> OBJECTIVE: Leave out the pictures and restate the rest of the data exactly.

> MATERIAL PROVIDED:
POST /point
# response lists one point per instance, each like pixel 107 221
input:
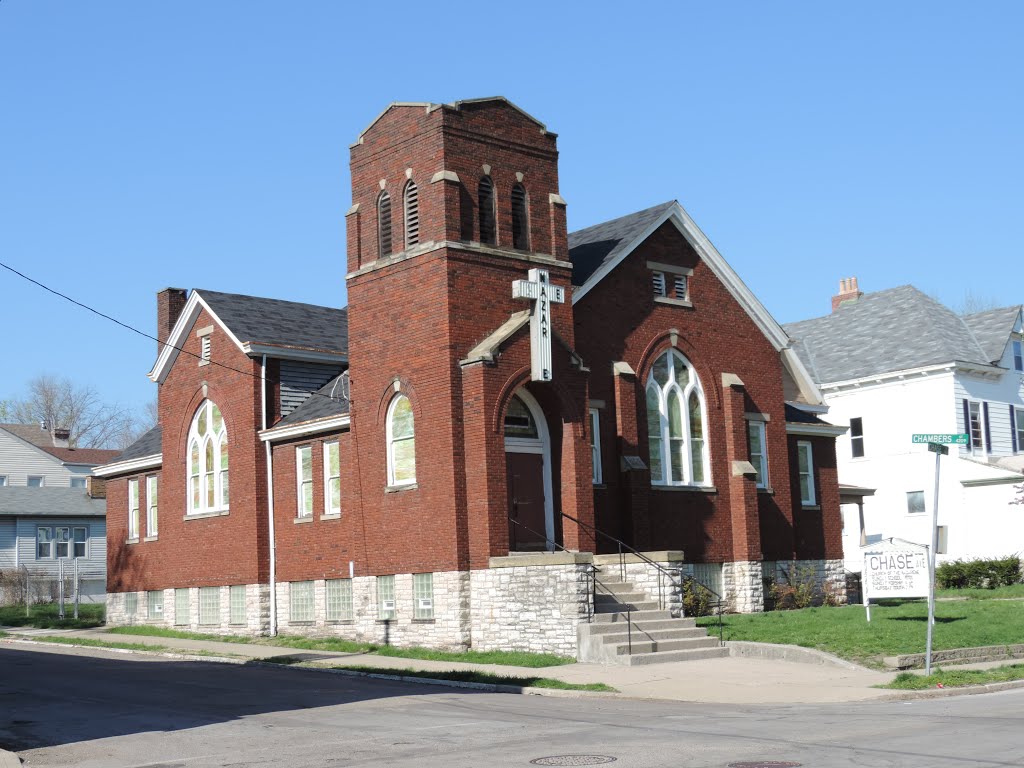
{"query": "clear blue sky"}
pixel 190 143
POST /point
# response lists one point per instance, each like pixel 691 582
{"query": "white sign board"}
pixel 539 290
pixel 894 572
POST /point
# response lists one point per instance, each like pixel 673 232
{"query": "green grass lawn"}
pixel 507 658
pixel 898 627
pixel 999 593
pixel 956 678
pixel 44 615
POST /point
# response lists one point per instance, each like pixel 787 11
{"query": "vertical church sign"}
pixel 538 289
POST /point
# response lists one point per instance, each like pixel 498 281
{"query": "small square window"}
pixel 423 596
pixel 155 604
pixel 915 502
pixel 300 600
pixel 385 598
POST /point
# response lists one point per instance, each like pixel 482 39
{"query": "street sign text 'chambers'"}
pixel 895 573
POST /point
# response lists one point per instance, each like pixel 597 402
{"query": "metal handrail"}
pixel 718 601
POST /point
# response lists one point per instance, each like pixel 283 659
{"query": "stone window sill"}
pixel 203 515
pixel 673 302
pixel 687 488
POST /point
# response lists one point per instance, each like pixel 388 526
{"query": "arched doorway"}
pixel 527 462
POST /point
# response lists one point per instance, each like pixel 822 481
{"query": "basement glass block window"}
pixel 300 601
pixel 385 598
pixel 181 607
pixel 339 600
pixel 423 595
pixel 155 604
pixel 237 603
pixel 209 605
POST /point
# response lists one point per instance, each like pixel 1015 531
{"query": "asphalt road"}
pixel 67 708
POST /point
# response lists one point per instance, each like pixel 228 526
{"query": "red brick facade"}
pixel 415 314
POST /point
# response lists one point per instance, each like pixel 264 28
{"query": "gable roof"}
pixel 992 329
pixel 42 439
pixel 893 330
pixel 328 401
pixel 262 326
pixel 23 501
pixel 593 247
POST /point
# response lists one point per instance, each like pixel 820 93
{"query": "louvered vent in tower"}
pixel 384 224
pixel 520 222
pixel 412 214
pixel 485 198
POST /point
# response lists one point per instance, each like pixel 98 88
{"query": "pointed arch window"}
pixel 208 483
pixel 520 218
pixel 676 440
pixel 412 206
pixel 400 442
pixel 384 224
pixel 485 203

> SOLVED EXERCISE:
POST /point
# response lists one point per instance, each like pixel 107 221
input:
{"query": "clear blue sky"}
pixel 190 143
POST /point
# response lists one point per instance, each like pixel 691 582
{"query": "white sign board"}
pixel 539 290
pixel 894 572
POST /point
# response lists one point per instance, each like pixel 673 232
{"query": "green grass lawn"}
pixel 507 658
pixel 898 627
pixel 999 593
pixel 956 678
pixel 44 615
POST /point
# response lists one point per instance, each like pixel 787 11
{"query": "vertical church sign"}
pixel 538 289
POST /point
# response lists one point per instance, each like pixel 498 281
{"query": "small square window"}
pixel 423 596
pixel 155 604
pixel 915 502
pixel 300 600
pixel 385 598
POST /point
# response lists one point per instance, each like pixel 482 39
{"query": "street sign text 'chambers'"}
pixel 895 573
POST /point
# response lists one point per instance, each like pixel 597 402
{"query": "metal handrail"}
pixel 718 601
POST /point
# response lists one point per instance, each like pixel 283 659
{"query": "stone window sill"}
pixel 203 515
pixel 673 302
pixel 687 488
POST /point
# response lists one point per instance, each like pixel 388 526
{"query": "arched doorway"}
pixel 527 462
POST /point
# response lists one point per instance, each like pixel 822 481
{"query": "basement glass block window"}
pixel 300 601
pixel 385 598
pixel 181 607
pixel 339 600
pixel 423 595
pixel 155 604
pixel 237 603
pixel 209 605
POST /point
# response lists one point per instance, each like pixel 1015 531
{"query": "asphalt road"}
pixel 67 708
POST /point
# response lists one point per instance, each like pixel 228 526
{"query": "red brick facade"}
pixel 415 314
POST /point
# response lists one point per instance, each like pixel 264 28
{"query": "gable roof"}
pixel 992 329
pixel 42 439
pixel 893 330
pixel 328 401
pixel 262 326
pixel 23 501
pixel 593 247
POST /point
# response lists one point per instance, each like pixel 820 93
{"query": "louvered vent in tower"}
pixel 384 224
pixel 520 222
pixel 412 214
pixel 485 198
POST /point
# response lists one point per instance, each like pixel 98 88
{"query": "pointed arch window"}
pixel 208 483
pixel 520 218
pixel 676 440
pixel 412 206
pixel 400 442
pixel 384 224
pixel 485 203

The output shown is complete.